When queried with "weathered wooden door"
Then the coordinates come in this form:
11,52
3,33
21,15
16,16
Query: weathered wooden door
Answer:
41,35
***
* _STATED EXERCISE_:
Please rewrite the records above, swapping "weathered wooden door" for "painted metal door" in every place it occurs and keeping all other lines the same.

* _SOLUTION TO THIS EXERCISE_:
When queried with "painted metal door"
Then the coordinates come in this form:
11,52
3,33
21,15
16,16
Query: painted metal door
Answer:
41,35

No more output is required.